## Given text
* Begin *
How is thread affinity determined for non-Qt objects? What mechanism?

For example, I have an application that uses legacy code ... leveraging low-level socket library. When I create the non-Qt socket in the run method of the QThread, how does the Qt threading "know" that the socket has affinity with the child thread? Obviously it doesn't block the process on block read ... just wonder how/why?

Also, are QThreads kernel-level or library threads? It depends upon the OS and what Qt is built upon.

Thanks,
Ben

marcel
29th August 2007, 19:30
Also, are QThreads kernel-level or library threads? It depends upon the OS and what Qt is built upon.For example, on Windows, the _beginthreadex CRT function is used to create a QThread.
I am not sure if the underlying implementation is based on kernel threads, but it should be, since all modern operating systems do that.

Anyway, NT and above have a compliance layer for POSIX(therefore pthreads) but it is not documented and I don't think anyone has ever used it.



How is thread affinity determined for non-Qt objects? What mechanism?

For example, I have an application that uses legacy code ... leveraging low-level socket library. When I create the non-Qt socket in the run method of the QThread, how does the Qt threading "know" that the socket has affinity with the child thread? Obviously it doesn't block the process on block read ... just wonder how/why?

It is not determined in any way. The OS kernel takes care of that.
At the lowest level, the kernel gets the entry point of the code segment for the thread.
The socket code is part of that code segment. Therefore it is executed in the thread's context.
* End *
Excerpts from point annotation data
* Begin *
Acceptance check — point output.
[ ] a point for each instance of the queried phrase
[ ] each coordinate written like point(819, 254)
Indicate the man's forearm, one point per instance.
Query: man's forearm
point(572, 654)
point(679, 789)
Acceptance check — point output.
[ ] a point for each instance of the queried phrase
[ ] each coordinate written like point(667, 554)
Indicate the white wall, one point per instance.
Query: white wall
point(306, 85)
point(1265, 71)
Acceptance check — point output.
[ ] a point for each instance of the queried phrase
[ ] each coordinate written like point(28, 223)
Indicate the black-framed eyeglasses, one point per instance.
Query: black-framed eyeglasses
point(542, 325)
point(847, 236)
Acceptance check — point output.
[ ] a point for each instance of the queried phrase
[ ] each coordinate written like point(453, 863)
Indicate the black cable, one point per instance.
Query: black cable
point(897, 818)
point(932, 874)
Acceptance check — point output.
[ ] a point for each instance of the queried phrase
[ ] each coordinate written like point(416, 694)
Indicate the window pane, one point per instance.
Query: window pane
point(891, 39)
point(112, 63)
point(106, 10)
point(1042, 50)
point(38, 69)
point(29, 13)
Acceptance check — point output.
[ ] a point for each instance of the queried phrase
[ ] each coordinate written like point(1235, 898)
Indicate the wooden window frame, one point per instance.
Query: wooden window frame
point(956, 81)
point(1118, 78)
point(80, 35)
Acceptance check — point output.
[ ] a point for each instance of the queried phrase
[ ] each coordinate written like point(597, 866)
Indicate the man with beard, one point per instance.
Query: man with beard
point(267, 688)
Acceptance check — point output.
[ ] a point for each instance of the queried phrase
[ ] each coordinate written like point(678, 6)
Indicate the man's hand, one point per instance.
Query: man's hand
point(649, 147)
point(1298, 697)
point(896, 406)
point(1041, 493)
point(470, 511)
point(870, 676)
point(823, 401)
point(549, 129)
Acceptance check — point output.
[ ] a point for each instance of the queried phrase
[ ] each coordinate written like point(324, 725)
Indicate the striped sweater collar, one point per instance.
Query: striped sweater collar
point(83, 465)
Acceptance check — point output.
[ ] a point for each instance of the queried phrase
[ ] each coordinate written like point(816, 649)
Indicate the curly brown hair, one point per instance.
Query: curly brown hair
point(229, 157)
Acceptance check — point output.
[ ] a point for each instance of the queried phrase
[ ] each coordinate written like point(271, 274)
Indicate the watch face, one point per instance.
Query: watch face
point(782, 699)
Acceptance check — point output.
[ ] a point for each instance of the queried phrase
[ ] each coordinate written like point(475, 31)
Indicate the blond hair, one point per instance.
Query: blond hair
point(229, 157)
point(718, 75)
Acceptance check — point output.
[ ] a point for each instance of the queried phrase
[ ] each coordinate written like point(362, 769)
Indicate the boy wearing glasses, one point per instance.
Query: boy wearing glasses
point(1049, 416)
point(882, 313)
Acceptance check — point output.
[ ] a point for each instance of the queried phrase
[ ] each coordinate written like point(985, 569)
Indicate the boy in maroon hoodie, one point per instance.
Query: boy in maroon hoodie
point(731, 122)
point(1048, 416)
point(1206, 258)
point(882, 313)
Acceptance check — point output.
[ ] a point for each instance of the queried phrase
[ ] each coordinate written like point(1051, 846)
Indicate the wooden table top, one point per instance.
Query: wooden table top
* End *
* Begin *
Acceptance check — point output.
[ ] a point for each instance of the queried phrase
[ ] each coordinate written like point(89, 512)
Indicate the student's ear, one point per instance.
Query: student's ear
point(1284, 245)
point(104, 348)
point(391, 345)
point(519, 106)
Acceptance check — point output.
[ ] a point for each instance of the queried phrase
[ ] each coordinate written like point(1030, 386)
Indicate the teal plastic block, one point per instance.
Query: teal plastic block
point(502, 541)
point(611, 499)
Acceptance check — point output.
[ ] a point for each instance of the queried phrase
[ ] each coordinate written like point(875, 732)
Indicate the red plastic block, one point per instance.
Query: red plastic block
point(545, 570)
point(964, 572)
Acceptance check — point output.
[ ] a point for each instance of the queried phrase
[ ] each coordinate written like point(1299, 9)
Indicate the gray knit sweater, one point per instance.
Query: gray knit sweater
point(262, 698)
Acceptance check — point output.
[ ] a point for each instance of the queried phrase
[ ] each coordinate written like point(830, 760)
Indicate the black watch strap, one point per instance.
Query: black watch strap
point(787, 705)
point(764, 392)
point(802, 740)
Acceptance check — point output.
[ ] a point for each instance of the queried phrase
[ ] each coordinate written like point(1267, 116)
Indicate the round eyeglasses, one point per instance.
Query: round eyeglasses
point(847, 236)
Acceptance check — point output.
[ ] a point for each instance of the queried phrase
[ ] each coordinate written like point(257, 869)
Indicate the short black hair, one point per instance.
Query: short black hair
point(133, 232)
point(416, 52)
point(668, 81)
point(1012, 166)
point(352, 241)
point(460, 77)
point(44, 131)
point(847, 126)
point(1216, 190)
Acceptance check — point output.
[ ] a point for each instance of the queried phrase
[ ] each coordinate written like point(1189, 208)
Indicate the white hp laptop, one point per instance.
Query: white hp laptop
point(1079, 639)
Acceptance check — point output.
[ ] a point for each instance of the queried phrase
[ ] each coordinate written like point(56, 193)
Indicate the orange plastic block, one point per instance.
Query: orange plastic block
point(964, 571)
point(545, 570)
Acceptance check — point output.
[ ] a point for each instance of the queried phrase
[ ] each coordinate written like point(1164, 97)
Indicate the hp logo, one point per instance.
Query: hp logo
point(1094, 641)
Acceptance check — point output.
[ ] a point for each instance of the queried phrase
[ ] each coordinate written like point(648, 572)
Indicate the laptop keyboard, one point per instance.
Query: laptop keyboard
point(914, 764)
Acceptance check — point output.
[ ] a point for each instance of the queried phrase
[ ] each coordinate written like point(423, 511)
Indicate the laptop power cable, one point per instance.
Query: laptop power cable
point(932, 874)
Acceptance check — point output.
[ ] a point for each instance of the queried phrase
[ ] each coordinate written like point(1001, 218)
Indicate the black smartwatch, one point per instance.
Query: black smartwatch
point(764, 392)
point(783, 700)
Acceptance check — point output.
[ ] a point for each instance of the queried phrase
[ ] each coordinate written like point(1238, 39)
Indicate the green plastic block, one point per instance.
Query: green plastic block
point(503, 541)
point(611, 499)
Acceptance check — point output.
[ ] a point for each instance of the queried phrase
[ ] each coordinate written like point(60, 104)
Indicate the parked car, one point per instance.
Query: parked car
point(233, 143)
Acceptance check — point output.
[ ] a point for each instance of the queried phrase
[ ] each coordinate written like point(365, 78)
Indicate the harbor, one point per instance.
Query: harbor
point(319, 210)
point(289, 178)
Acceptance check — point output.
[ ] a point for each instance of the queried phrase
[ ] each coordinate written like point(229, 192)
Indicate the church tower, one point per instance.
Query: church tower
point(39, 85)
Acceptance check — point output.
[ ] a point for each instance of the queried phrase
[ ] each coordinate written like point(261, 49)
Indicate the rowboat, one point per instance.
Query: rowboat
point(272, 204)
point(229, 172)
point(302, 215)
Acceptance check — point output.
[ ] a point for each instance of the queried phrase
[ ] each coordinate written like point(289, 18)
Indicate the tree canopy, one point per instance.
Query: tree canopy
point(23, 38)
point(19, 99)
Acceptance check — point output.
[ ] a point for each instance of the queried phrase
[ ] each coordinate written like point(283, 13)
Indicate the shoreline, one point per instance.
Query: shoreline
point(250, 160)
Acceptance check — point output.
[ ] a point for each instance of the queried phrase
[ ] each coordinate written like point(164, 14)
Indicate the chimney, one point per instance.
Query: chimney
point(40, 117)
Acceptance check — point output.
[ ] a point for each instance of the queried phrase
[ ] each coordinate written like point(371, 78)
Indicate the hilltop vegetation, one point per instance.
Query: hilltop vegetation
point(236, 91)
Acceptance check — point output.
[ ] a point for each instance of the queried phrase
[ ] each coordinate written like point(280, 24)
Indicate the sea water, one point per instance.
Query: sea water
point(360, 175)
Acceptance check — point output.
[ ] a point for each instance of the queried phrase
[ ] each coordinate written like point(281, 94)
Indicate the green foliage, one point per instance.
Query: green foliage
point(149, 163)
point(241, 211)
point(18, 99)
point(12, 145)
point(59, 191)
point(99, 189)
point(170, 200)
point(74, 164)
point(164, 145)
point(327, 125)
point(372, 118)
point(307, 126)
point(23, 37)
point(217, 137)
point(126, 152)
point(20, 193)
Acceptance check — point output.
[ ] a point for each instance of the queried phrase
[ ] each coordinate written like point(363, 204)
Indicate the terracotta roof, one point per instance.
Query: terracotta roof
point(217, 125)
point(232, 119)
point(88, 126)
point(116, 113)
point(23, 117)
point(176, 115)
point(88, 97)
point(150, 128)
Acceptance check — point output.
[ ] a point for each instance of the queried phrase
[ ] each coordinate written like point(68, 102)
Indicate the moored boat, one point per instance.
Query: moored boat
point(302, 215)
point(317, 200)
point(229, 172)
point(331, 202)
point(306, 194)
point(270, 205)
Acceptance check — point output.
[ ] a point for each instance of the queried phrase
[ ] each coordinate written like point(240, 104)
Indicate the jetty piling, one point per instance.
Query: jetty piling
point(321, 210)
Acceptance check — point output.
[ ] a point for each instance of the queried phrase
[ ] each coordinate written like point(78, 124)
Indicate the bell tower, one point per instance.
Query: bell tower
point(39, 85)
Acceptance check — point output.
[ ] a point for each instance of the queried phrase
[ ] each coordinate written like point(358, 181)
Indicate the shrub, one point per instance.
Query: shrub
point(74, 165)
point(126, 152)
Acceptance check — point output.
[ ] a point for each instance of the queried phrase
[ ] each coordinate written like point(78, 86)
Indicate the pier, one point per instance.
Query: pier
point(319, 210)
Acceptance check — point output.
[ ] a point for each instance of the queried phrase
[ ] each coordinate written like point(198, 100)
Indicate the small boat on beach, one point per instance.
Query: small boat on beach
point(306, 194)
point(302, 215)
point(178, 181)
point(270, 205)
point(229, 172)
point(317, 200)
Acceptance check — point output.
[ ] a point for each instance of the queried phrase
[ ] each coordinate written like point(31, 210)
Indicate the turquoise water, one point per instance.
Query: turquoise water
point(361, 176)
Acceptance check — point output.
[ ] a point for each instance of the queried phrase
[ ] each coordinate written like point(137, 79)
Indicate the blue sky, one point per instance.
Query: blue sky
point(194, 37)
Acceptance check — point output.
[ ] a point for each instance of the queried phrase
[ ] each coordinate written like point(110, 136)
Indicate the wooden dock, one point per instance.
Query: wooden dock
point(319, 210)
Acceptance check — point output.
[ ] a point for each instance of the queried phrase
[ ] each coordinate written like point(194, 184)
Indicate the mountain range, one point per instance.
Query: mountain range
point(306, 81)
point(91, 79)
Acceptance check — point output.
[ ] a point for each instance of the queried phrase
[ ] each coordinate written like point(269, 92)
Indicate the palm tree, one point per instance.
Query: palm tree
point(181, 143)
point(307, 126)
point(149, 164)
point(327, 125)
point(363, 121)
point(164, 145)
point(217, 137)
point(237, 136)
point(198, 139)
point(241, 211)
* End *
* Begin *
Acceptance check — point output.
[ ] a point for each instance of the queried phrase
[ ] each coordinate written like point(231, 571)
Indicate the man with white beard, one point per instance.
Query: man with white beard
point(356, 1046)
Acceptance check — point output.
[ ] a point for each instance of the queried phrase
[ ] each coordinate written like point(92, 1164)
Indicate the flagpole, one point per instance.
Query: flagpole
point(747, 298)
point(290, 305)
* End *
## Exercise A
Summarize the Qt threading discussion in two sentences.
## Exercise B
Identify every line of the rows that contains the string "short".
The text and the rows come from separate, unrelated sources.

## Worked answer A
A user asks how Qt knows that a non-Qt socket created in a QThread's run method has affinity with that thread, and whether QThreads are kernel-level or library threads. A reply says the OS kernel handles this rather than Qt, so the socket code runs in the thread's context, and notes that on Windows a QThread is created with the _beginthreadex CRT function.

## Worked answer B
Indicate the short black hair, one point per instance.
Query: short black hair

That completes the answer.